### What the exercise asks
Rewrite the rows from the line containing "Where can the roof ridge" through the end of the rows, substituting "occurrence" for every "instance" and leaving everything else unchanged.

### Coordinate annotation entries
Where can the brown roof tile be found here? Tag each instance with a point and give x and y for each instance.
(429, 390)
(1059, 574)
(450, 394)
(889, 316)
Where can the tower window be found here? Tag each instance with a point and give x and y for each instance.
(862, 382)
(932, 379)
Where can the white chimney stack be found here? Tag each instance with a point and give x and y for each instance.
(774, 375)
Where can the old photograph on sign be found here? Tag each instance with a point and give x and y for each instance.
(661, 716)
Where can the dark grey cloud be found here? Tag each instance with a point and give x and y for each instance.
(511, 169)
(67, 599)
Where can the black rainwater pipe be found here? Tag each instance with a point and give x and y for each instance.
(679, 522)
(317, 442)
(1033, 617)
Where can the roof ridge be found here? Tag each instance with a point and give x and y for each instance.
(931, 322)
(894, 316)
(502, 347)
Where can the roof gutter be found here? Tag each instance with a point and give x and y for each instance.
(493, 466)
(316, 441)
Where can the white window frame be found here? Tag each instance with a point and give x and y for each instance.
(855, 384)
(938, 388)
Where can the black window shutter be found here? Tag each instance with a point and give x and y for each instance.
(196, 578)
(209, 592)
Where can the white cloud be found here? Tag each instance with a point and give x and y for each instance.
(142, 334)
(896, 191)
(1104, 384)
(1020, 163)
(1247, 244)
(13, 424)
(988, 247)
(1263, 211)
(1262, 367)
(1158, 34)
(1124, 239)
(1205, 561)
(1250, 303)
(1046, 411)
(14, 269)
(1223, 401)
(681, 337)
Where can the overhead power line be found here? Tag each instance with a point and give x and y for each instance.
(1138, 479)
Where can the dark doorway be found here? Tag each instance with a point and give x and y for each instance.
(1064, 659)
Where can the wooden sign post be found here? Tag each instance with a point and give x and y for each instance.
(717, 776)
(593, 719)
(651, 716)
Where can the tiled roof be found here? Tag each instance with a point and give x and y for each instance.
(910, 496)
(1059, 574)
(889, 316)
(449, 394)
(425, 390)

### Finished task
Where can the roof ridge be found here? Tag each occurrence with a point and give x and y for each occurrence.
(931, 322)
(894, 316)
(502, 347)
Where can the roof gutter be found here? Tag each occurrence with a point and give x and y for each occurrence.
(493, 466)
(316, 441)
Where can the white window frame be found here? Tag each occurrence with a point and give x and y for each occurrence.
(855, 384)
(938, 388)
Where can the black window shutter be found here? Tag each occurrence with a point and give x and y for each occurrence.
(196, 578)
(209, 592)
Where can the white cloud be found here? Tag each occurrence with a point and give x and y for each occurrence.
(142, 334)
(896, 191)
(1104, 384)
(1020, 163)
(1247, 244)
(13, 424)
(988, 247)
(1263, 211)
(1262, 367)
(1158, 34)
(1124, 239)
(1205, 561)
(1250, 303)
(1046, 411)
(14, 269)
(1223, 401)
(681, 337)
Where can the overhead power line be found here? Tag each occurrence with a point and give x and y for each occurrence.
(1138, 479)
Where can the dark doorway be found here? Tag each occurrence with a point and give x and y for each occurrence.
(1064, 659)
Where can the wooden sign post be found here? Tag each occurrence with a point and give x and y for each occurrence.
(717, 776)
(593, 719)
(651, 716)
Where can the tiled roof be found here? Tag each occurrence with a point and give x and y for each occurrence.
(910, 496)
(1059, 574)
(889, 316)
(449, 394)
(425, 390)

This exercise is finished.